Given exercise>
Leaving the pictures aside, transcribe every line below exactly.

----

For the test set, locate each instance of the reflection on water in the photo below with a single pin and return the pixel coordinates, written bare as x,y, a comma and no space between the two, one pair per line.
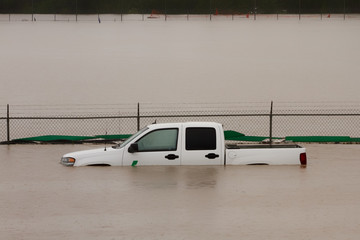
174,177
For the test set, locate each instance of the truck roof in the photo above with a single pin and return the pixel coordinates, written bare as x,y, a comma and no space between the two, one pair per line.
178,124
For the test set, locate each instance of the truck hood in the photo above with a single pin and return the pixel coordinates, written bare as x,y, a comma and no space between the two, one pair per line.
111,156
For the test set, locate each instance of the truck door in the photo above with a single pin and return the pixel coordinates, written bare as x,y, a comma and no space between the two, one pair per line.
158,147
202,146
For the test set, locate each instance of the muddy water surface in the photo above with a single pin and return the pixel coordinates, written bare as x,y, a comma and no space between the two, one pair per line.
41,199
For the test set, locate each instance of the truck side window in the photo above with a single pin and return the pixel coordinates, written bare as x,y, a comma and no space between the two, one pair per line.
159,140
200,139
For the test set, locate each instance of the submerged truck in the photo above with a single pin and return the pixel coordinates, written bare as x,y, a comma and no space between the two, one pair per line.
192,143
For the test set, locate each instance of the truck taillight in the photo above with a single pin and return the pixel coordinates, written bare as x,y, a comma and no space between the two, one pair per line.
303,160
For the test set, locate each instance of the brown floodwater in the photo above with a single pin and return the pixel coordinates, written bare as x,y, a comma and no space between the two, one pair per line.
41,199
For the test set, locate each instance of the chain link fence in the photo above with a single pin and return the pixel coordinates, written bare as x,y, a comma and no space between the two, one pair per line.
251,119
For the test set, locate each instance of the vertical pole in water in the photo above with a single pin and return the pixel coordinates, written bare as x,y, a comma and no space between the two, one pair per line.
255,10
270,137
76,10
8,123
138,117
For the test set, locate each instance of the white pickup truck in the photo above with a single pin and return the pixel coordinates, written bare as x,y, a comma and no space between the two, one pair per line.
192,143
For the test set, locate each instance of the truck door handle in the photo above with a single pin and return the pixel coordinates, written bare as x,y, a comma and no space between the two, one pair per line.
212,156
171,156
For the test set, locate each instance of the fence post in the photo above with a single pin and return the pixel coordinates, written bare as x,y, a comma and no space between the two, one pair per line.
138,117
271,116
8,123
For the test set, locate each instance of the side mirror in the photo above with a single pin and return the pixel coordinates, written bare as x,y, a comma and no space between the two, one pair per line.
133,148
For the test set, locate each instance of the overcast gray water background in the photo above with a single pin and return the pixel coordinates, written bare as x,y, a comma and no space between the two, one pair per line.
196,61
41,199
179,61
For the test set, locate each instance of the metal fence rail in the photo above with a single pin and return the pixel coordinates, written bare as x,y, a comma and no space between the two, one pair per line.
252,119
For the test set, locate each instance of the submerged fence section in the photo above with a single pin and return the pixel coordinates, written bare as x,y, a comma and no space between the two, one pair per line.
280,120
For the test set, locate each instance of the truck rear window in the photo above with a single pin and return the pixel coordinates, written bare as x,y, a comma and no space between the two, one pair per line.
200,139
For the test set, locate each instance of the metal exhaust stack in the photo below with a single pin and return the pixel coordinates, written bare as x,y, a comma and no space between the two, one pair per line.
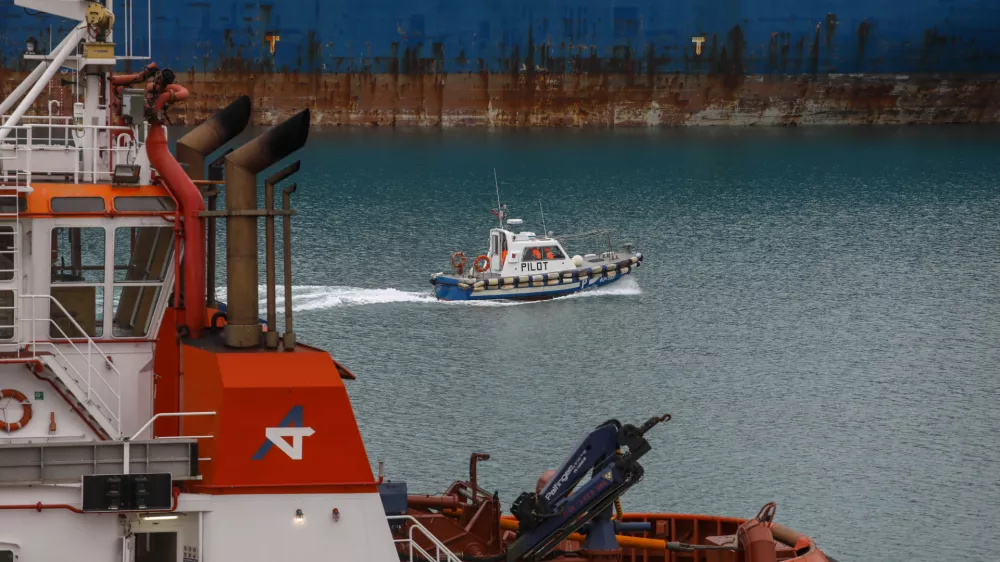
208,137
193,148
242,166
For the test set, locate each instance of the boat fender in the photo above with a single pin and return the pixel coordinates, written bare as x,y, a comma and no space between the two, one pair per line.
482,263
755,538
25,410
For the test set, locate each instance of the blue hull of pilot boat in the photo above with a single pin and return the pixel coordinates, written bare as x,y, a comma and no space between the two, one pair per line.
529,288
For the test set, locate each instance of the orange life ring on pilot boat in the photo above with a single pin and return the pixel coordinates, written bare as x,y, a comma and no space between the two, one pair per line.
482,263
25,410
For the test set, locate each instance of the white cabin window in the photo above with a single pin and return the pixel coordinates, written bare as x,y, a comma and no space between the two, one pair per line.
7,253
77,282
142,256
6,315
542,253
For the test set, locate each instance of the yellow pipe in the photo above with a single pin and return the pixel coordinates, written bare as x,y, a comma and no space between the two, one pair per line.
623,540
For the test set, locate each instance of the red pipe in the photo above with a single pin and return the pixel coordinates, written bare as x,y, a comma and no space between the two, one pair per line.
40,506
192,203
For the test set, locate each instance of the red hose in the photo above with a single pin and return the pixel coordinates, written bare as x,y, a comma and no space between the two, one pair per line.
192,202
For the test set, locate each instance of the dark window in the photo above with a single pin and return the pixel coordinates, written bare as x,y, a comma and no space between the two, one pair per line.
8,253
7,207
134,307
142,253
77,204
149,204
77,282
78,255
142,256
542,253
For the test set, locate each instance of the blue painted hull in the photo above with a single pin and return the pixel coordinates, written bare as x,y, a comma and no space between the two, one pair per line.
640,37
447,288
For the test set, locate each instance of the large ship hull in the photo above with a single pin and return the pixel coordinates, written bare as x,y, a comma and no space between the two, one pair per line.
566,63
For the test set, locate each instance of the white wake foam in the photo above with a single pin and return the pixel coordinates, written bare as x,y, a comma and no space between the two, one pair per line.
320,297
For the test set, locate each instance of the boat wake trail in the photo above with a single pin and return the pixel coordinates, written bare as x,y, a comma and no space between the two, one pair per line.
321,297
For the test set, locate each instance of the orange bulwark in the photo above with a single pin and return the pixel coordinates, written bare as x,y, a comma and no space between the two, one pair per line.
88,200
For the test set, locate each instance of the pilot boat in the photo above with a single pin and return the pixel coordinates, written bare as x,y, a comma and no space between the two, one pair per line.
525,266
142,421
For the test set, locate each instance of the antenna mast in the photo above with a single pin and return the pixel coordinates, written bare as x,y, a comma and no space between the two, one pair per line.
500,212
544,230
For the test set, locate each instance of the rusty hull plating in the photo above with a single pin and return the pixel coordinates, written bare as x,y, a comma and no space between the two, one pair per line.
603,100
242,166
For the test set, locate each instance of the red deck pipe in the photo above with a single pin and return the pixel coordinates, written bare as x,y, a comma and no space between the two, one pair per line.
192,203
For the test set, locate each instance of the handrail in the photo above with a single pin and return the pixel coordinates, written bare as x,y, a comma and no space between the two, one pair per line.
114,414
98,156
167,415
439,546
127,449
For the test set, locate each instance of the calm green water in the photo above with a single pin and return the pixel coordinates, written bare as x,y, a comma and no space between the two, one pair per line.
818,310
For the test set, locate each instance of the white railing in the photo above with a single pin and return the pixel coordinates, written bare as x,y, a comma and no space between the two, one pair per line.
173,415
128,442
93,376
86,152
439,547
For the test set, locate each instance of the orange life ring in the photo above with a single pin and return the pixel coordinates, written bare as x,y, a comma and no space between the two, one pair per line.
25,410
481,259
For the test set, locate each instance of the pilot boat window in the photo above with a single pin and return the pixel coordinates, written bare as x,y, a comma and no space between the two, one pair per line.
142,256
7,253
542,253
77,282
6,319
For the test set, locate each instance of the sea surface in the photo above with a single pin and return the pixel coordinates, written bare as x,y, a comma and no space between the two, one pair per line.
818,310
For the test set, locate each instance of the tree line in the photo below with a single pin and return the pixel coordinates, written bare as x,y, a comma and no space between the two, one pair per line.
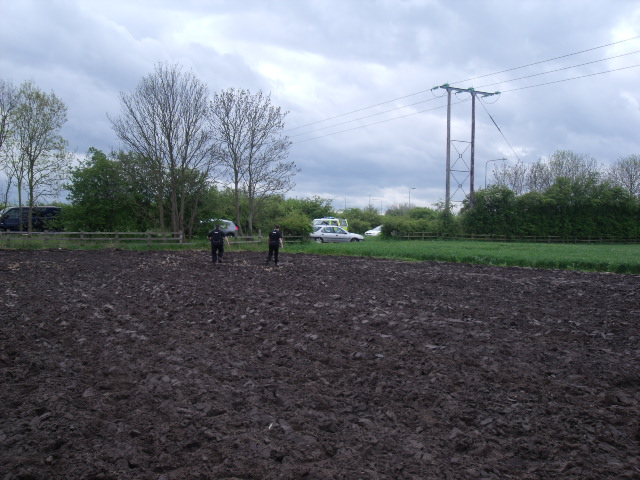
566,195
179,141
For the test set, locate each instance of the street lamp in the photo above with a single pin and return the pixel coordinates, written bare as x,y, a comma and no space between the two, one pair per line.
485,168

----

Finished answer>
For the test set, locate each instance of the reflection on water in the photo below with a single pin and return the pixel coordinates, written bare as x,y, a comma and no space between the two, one pair per line.
174,177
For the test set, locate each instance of the truck roof in the photo above with a single pin and return the pixel coordinates, written bare as x,y, a comma and no space between the two, one pair per line.
178,124
For the test set, locate each instance of the truck hood in the photo above with a single pin and return the pixel coordinates, written bare as x,y, a comma and no space between the two, one pair per line.
111,156
For the test set, locate each instance of the truck door in the photo above with a single pin and return the pixel coordinates, written bare as x,y, a comma and no space between the two, one pair per line.
158,147
202,146
For the test set, locate each instance of the muddy water surface in the photo above with a single pin and return the pixel coordinates, written bare as x,y, a comma and no space between the two, one pair per line.
41,199
For the test set, locate each instance of the truck side window in the photo above with a single pin and return the pixel coordinates, written bare as x,y, a comma and no space between the two, one pair per line.
159,140
200,139
For the test set, locate each instance of the submerged truck in the photo above with a single pin and return the pixel coordinates, written bare as x,y, a comma and no space between the two, one pair per line.
192,143
For the test set, locate each instance of the truck taillight in the photo above with a single pin and return the pixel coordinates, written bare as x,y, a comma and no space between the two, one pair per line.
303,160
For the test set, locate each instance of the brown floodwater in the photo above with a single pin and return the pixel coordinates, written bare as x,y, a comma and no space between the two, one pair per line.
41,199
For the test set, locate each instance of the chain link fence in the photo above with a single pin and return the pixel coordinates, written bare as x,y, a comma and no space between the two, one pair per line.
251,119
For the test set, locate each instance of the vertical pole in water in the photo above with a single pin and return the pixel coordinates, written bare as x,y, a comma and no space between the two, one pair per line.
255,10
270,137
76,10
8,123
138,117
For the test set, locate each instance of the white pickup truck in the photo above with a single pin and return the pixel coordinates, written bare as x,y, a comma and no space between the two, one pair per line.
192,143
For the test set, locate each instance of the truck door handle in the photo above with a single pin and return the pixel coordinates, written bare as x,y, a comma and no space between the two, one pair per line.
212,156
171,156
For the test set, locate each instance of the fence post in the photo above with a single pin and return the pixel coordinates, written bare as x,y, a comma and no space between the two, one pair per line.
138,117
271,116
8,123
For the test set, locate each instance of the side mirror in the photo above with a single pin and return the pixel coordinates, written bare as x,y, a comma and no space between the two, one pair per line.
133,148
For the test set, locate each instance of the overcast gray water background in the photo above with a single pin and return the pixel coordinates, written bare as x,y, a comma and no space between the two, one pair per line.
196,61
41,199
179,61
For the test set, locate each instance of the metal fence rail in the photo above with a single pin and return the pixel coordinates, written bare as x,y, a comma and no space between the two, one pair per line.
252,119
For the test set, locate each instance of the submerged fence section in the photo above with a single pin and return the pixel coordinates, written bare as x,y, a comma and no space between the two, one pair per line.
280,120
For the test set, locate each instance of the truck rear window in the photo above with a single pin and return the pixel coordinates, written bare as x,y, a comma and no space between the two, one pair per line.
200,139
For the test set, locate each instance of the metal exhaust stack in the photo below with a single pin and return the pixel coordinates, written bare as x,y, a comma and no space between the two, one pair per line.
208,137
193,148
242,166
For the test set, locate each instance of the boat fender in the photo above with a single pin and return the pixel coordinates, written bare as x,y, a comma and no space between the two, one pair per line.
482,263
755,538
25,410
For the test set, locate each instance of the blue hull of pilot boat in the photo above with a single pin and return the pixel coordinates, written bare as x,y, a comma and no space between the two, one pair per line.
529,288
For the test set, locate each instance of the orange life ring on pilot boat in the photo above with a single pin and return the pixel coordinates, written bare as x,y, a comma and no space between the two, one pair per line.
482,263
25,410
For the test set, locate each instance of the white cabin window in the photo above with a single pin and return the pixel coordinates, written bare as x,y, a comma and no space between the two, one pair per line.
7,253
77,282
142,256
6,315
542,253
For the test set, locate each instance of the yellow pipe in the photo above with a single pin and return the pixel coordinates, written bare as x,y, a comma and no space between the two, one pair per line.
623,540
For the test set, locate each instance of the red pipe in the photo above with a single pin and return the pixel coordinates, written bare as x,y, a comma and no space between the two, one pair per line.
40,506
192,203
For the test set, locate each instance of the red hose in the photo above with a single pin and return the pixel coordinates, written bare as x,y, a comma and no space between the two, one pair per line.
192,202
For the test set, locate each instance of the dark window in the photo above with a single pin and return the pixel coordinates, written bare as x,y, a comma and no space between the two, one pair per line.
8,253
7,207
134,307
142,253
77,204
149,204
77,282
78,255
142,256
542,253
For the test set, locate each instance of the blue painted hull in the photo above with a single pin and return the pixel coordinates, written bare as x,y, a comma and no space between the two, one pair per line.
640,37
447,288
For the test set, locate each instance of the large ship hull in the photo above with a single pin and return the pixel coordinates, written bare as x,y, a comma and no space between the two, one pair per line.
566,63
For the test set, locate each instance of the white wake foam in the photo above with a single pin and return the pixel coordinates, written bare as x,y, a comma and no space between the two, one pair per line.
320,297
For the test set, locate each instance of the boat wake trail in the photo above with a single pin and return the pixel coordinates, written bare as x,y, a comma and no space between the two, one pair per line.
321,297
For the test set, locate each instance of the orange bulwark in the photo above with a single pin and return the pixel coordinates, written bare as x,y, a comma and no space between the two, one pair per line.
88,200
For the test set, locate each instance of the pilot boat in the photo above with a single pin and return the pixel coordinates, written bare as x,y, a comma and no space between the two, one pair per line.
525,266
142,421
For the test set, locate each instance of the antenna mast in the photo above with a single pin and return the pixel coordinates, written bare as x,y, a comma and no space between the two, one pair per line.
500,212
544,230
For the test set, locate each instance of the rusty hull plating in the photo above with a single pin and return the pixel coordinates, written bare as x,y, a comma and no space between the two, one pair per line.
603,100
242,166
For the test set, locate each instance of the red deck pipe in the photo above with a single pin and return the pixel coordinates, written bare as x,y, a comma and no space between the two, one pair per line.
192,203
For the test set, locate each instance of the handrail in the photo above with a single pin and return the pixel coordinates, written bare as x,y, a comma and no space between the two, one pair per line.
114,414
98,156
167,415
439,546
127,449
For the test set, locate each instance of the calm green water in the photo above with a single pin and return the pixel coordinates, written bare as x,y, a comma and no space between the two, one pair per line.
818,310
For the test set, locate each instance of the white railing in the photo above with a single pin and return the pixel coordinates, written bare as x,y, a comma and no space between the two, one pair per line.
173,415
128,442
93,376
86,152
439,547
For the test set, locate each instance of the orange life ring in the photo above with a single pin and return the pixel coordinates, written bare as x,y, a comma and no space between the two, one pair per line.
25,410
481,259
For the test set, locate each instance of the pilot boat window in the photo above with a single pin and return the pixel coordinates, written bare as x,y, a comma and no space between the two, one pair per line.
142,256
7,253
542,253
77,282
6,319
For the test set, locate each instance of the sea surface in the photo above with a single pin and return the pixel coordinates, written bare as x,y, a comma and no space between the two, one pair per line.
818,310
For the test set, locate each instance of the tree line in the photo below with a single pin and return the pixel coordinates, written bare as x,y, a comma and no space between the two, one pair per line.
566,195
179,141
For the test set, locate each instance of the street lamp in the photo above with a single pin and return the pixel coordinates, written bare as x,y, a comma and no space between the two, one pair per line.
485,168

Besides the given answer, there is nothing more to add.